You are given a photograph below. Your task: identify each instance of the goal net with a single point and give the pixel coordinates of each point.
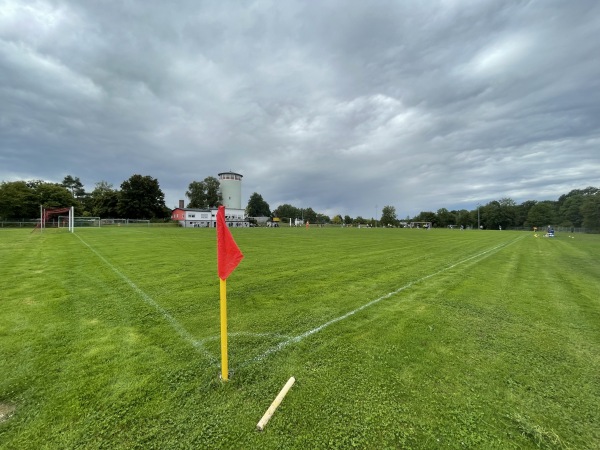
(50, 218)
(79, 222)
(138, 222)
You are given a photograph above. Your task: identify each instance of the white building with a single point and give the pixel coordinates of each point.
(207, 218)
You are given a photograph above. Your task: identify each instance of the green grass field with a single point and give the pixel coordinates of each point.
(109, 338)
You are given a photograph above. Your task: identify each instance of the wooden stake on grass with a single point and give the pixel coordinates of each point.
(262, 423)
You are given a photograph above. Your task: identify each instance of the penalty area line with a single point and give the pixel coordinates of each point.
(301, 337)
(182, 332)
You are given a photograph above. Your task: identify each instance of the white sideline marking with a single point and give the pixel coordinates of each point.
(149, 301)
(296, 339)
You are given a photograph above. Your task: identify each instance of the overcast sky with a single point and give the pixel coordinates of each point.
(344, 106)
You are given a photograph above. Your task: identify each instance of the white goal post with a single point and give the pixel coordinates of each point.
(79, 222)
(48, 218)
(142, 222)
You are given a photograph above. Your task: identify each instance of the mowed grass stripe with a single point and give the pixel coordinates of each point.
(147, 299)
(499, 351)
(293, 340)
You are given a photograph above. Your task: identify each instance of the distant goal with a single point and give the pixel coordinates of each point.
(80, 222)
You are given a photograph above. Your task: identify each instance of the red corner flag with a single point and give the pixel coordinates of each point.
(228, 253)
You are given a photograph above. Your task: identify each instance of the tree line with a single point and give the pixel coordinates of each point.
(580, 208)
(140, 197)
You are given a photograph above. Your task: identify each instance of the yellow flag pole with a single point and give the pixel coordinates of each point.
(224, 365)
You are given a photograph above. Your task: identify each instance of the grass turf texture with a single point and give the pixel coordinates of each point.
(109, 338)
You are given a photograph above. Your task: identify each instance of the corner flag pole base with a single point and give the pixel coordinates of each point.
(229, 375)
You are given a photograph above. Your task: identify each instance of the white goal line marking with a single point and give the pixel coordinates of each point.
(149, 301)
(296, 339)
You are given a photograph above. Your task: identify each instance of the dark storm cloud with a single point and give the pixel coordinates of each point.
(340, 106)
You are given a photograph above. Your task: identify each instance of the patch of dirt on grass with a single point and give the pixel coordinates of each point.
(6, 411)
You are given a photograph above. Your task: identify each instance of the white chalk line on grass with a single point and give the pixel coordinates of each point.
(296, 339)
(182, 332)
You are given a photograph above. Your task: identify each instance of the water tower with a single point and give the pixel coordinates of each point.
(231, 189)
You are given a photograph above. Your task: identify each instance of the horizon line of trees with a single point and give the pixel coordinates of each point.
(140, 197)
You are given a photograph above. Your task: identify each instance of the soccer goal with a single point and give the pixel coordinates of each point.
(79, 222)
(138, 222)
(50, 218)
(117, 222)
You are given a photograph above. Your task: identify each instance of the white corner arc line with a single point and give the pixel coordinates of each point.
(182, 332)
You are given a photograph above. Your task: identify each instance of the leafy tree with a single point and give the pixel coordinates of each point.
(18, 200)
(522, 211)
(105, 200)
(204, 194)
(569, 211)
(463, 217)
(426, 216)
(541, 214)
(141, 198)
(444, 218)
(322, 218)
(388, 216)
(590, 210)
(74, 185)
(257, 207)
(309, 215)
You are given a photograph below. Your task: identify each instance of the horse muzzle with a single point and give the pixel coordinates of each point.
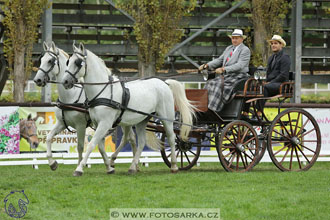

TASK REQUIREMENTS: An exact copy of the listing is needed, minus its pictures.

RESPONSE BELOW:
You are given a photograph below. Your task: identify each instance of the goal net with a single point and give the pixel coordinates of each point.
(50, 218)
(79, 222)
(138, 222)
You are given a photograph above. Your task: identify each instance of the white building with a single point and give the pixel coordinates of each point.
(207, 218)
You are given a photograph above. Your task: identify each instance of the green grass field with a single point and give the pixel coordinates of each point.
(109, 338)
You are given a photograph above. Your task: identify each instance of the wooden stake on grass with a single point and give the pixel coordinates of each point.
(262, 423)
You are given a photograph above. Your task: identify each instance of the penalty area line with a single point and give the pixel coordinates of each point.
(301, 337)
(182, 332)
You are given a photograph above. Your task: identify each instance of the white sideline marking with a single point and give the pixel coordinates of each point.
(149, 301)
(296, 339)
You are given a photograph above. Your task: identify each instance of the overcast sky with a single point and give the pixel coordinates of each point.
(344, 106)
You are given a photograph above. Your task: identify each instance of the white goal post with a single point and give the pixel coordinates of each point.
(79, 222)
(48, 218)
(142, 222)
You are given a photograph above. Your task: identify each instance of the mowed grass stripe with a single point and give the pixel coordinates of each point.
(147, 299)
(499, 351)
(293, 340)
You are given a photograph above. Your task: identify each instance of the distant goal with a single point and give the pixel coordinates of each point.
(80, 222)
You are given a photograph above. Your task: identify each instance of the red corner flag with a single point and give the pixel coordinates of each point.
(228, 253)
You are given a photograph above. Your task: identify each instance of the tree line with a single point and give the pixel coordinates of each point.
(580, 208)
(140, 197)
You are given a photograph above. Your task: identify each instance of the yellow flag pole with a single point and give the pixel coordinates of each point.
(224, 365)
You are given a photograph above. Your task: identify each instance of the grass turf texture with a single point and give the pixel coordinates of each point.
(109, 338)
You are given a photograph above. Your task: identify each instance of the corner flag pole base with a single point and give the pixel coordinates of each point.
(229, 375)
You are given a photograph above. Your task: identify each instance of the white goal line marking with a single point and give the pixel coordinates of each point.
(149, 301)
(296, 339)
You are given a photograph above. Your task: identify each instance of the dark storm cloud with a single point and give the pixel coordinates of each point.
(340, 106)
You are given a photograph above. Your task: identify each instance of the patch of dirt on grass with a single point and give the pixel coordinates of each point.
(6, 411)
You are given a photograph above. Your task: identify each instance of the white chalk line on grass with a single point and give the pixel coordinates of each point.
(296, 339)
(182, 332)
You are given a photograph above. Your task: identify each instance of the water tower with a single point and give the pixel coordinates of each point.
(231, 189)
You are given a photograph above. Your task: identify each instance of the horizon line of trees with a single point and give the pixel coordinates of each point.
(140, 197)
You are given a photograph above. Your task: identify each instance of the soccer goal with a single point and give the pixel coordinates of each point.
(79, 222)
(138, 222)
(50, 218)
(117, 222)
You are given a photograph above. Your task: identify each instance of the white corner arc line with a single point and give the pixel coordinates of each point.
(182, 332)
You are given a photograph above. Your task: identify each instance of the leafy tree with a single point and give the pixel coordinates of each point.
(18, 200)
(522, 211)
(105, 200)
(204, 194)
(569, 211)
(463, 217)
(426, 216)
(541, 214)
(141, 198)
(444, 218)
(322, 218)
(388, 216)
(590, 210)
(74, 185)
(257, 207)
(309, 215)
You are given a photograph below. Your task: identify each instance of the horse muzzle with a single point and give the pixel coordinates of each point.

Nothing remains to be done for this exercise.